PROVIDED TEXT
+-------+

Beethoven 5 and 7 from Andrew Manze and the NDR Philharmonie

Beethoven isn’t my go-to composer. Never has been.

There’s nothing wrong per se about the man’s music. There is melody. There’s drama. In his symphonic works especially the textures in his orchestral writing are highly satisfying.

The problem is (or maybe it’s not a problem) I admire the creative achievement in the same way I admire a beautiful woman: I see it (her/them/they), I just don’t respond to it.

This odd position on Beethoven’s music (some would say contrary) is not fuelled by my usual resistance to hype of the kind we’re no doubt going to experience when Beethoven 250 gets into full swing this year. Sure, I’m curmudgeonly and despise following a herd of sheep. No. this is because there’s a hint of Beethoven leaving me cold.

But. This.

Tasty cover design; tasty typeface; brilliant music making.

Andrew Manze conducts Beethoven’s 7th symphony with the NDR Philharmonie in a release out last Friday. And it may possibly be a recording which helps me determine my ‘way in’ for appreciating Beethoven, if not actually responding to him emotionally.

+-------+

INFORMATION SHOWN
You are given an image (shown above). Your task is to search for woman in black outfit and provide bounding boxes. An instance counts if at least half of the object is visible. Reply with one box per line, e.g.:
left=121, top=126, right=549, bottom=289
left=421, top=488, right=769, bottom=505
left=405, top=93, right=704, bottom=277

+-------+

WHAT TO WORK ON
- a) In the Beethoven review, when did the NDR Philharmonie release with Andrew Manze come out?
- b) Rewrite the paragraph of the Beethoven review that begins "There's nothing wrong per se" as a short bulleted list.
- c) Carry on the Beethoven review from its last sentence.

THE ANSWERS
- a) Last Friday.

- b)
- Nothing is wrong with Beethoven's music as such.
- It has melody.
- It has drama.
- The textures of his orchestral writing are highly satisfying, especially in the symphonic works.

- c)
Manze’s career is quite something. Back in the early days of my short-lived arts admin career, Manze was powerful force in the world of historically informed performance, in 1996 asssuming the associate directorship of the Academy of Ancient Music.

At that time there was an implicit assumption that this was the world Manze would continue to inhabit because of his in-depth knowledge, expertise and resulting reputation.

His appointment as Principal Guest Conductor of the Royal Liverpool Philharmonic Orchestra for the 2018/19 season threw light on a career I had overlooked. One which on closer inspection reveals a seamless and early transition from baroque to full-scale symphony orchestras in a relatively short space of time: 2006 working with the Helsingborg Symphony; 2008 with the Norwegian Radio Symphony; four seasons with the BBC Scottish; plus a whole host of guest spots with international bands to boot.

I think I can detect his historically informed roots in many of his subsequent symphony orchestra recordings. I hear a drier, tauter, earthier string sound thoroughout the first movement of his Beethoven 3 with Helsingborg. In fact, the strings in the second movement especially in the oh-so-quiet sections are a thing to behold – a kind of delicate precision that makes me think the idea of which can only have originated from those ‘authentic performance’ days.

And bringing out instrumental voices normally lost in the mush of a romantic sound can only be something that draws on his historically informed performance days (the opening movement of Brahms 1 on CPO from 2012 with Helsingborg features a bassoon line like I’ve never heard in Brahms’ epic symphony).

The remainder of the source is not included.